• INSTRUCTIONS TO FOLLOW:
Select each line in the records below that contains the string "hiking" and copy those lines.

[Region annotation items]
************

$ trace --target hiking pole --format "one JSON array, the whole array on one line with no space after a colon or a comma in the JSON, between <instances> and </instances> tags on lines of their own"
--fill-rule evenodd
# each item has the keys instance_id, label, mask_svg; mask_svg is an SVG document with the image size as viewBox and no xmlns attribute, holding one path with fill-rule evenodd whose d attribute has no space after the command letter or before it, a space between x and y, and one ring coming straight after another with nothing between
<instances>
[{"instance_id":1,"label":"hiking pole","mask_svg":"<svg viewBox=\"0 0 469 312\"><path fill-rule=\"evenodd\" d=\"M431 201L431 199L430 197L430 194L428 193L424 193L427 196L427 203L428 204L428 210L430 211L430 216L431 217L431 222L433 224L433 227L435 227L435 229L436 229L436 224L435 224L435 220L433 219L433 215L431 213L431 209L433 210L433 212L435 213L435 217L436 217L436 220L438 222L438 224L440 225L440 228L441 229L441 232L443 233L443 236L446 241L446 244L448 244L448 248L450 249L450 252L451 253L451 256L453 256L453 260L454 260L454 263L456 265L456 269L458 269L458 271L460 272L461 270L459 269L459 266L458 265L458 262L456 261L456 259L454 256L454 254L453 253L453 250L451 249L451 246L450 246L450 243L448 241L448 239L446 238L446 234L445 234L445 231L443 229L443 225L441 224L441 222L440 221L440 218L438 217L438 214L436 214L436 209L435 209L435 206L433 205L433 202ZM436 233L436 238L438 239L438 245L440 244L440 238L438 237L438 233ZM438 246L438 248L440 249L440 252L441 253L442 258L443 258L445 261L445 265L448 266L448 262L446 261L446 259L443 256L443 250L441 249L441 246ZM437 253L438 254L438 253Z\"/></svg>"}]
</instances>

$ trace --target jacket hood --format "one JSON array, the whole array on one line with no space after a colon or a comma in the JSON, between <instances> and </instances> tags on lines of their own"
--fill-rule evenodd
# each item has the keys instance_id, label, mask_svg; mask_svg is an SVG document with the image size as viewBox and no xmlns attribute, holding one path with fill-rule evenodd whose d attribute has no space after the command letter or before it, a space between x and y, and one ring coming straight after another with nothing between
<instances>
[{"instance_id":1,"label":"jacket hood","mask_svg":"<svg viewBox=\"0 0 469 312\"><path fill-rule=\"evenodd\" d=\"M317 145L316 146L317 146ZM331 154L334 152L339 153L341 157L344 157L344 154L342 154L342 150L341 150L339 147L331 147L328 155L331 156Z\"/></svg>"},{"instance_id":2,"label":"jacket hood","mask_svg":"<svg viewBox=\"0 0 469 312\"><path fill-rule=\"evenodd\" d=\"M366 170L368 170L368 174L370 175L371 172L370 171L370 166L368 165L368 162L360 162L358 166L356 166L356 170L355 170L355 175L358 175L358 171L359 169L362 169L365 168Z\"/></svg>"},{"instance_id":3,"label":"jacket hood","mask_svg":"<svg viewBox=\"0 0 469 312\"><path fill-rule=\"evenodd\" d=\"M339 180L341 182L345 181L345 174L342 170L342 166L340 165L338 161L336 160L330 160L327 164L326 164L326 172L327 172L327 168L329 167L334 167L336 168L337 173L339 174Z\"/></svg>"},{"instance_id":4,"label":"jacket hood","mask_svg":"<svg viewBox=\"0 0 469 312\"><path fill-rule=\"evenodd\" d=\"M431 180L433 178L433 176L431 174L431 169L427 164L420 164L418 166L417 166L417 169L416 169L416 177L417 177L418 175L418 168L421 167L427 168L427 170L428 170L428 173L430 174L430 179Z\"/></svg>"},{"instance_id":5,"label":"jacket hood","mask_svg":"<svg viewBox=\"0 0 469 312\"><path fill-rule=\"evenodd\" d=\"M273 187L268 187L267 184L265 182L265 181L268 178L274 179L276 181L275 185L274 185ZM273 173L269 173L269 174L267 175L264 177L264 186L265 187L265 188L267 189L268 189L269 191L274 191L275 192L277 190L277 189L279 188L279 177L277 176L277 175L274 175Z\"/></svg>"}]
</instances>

************

• SOLUTION TO THIS TASK:
$ trace --target hiking pole --format "one JSON array, the whole array on one line with no space after a colon or a comma in the JSON, between <instances> and </instances> tags on lines of their own"
[{"instance_id":1,"label":"hiking pole","mask_svg":"<svg viewBox=\"0 0 469 312\"><path fill-rule=\"evenodd\" d=\"M431 201L431 199L430 197L430 194L428 193L424 193L427 196L427 203L428 204L428 210L430 211L430 216L431 217L431 222L433 224L433 227L435 227L435 229L436 229L436 224L435 224L435 220L433 219L433 215L431 213L431 209L433 210L433 212L435 213L435 217L436 217L436 220L438 222L438 224L440 225L440 228L441 229L441 232L443 233L443 236L446 241L446 244L448 244L448 248L450 249L450 252L451 253L451 256L453 256L453 260L454 260L454 263L456 265L456 269L458 269L458 271L460 272L461 270L459 269L459 266L458 265L458 262L456 261L456 259L454 256L454 254L453 253L453 250L451 249L451 246L450 246L450 243L448 241L448 239L446 238L446 234L445 234L445 231L443 229L443 225L441 224L441 222L440 221L440 218L438 217L438 214L436 214L436 209L435 209L435 206L433 205L433 202ZM436 233L436 238L438 239L438 245L440 244L440 238L438 237L438 233ZM438 246L438 248L440 249L440 252L441 253L442 258L443 258L445 261L445 265L448 266L448 262L446 261L446 259L443 256L443 250L441 249L441 246ZM437 253L438 254L438 253Z\"/></svg>"}]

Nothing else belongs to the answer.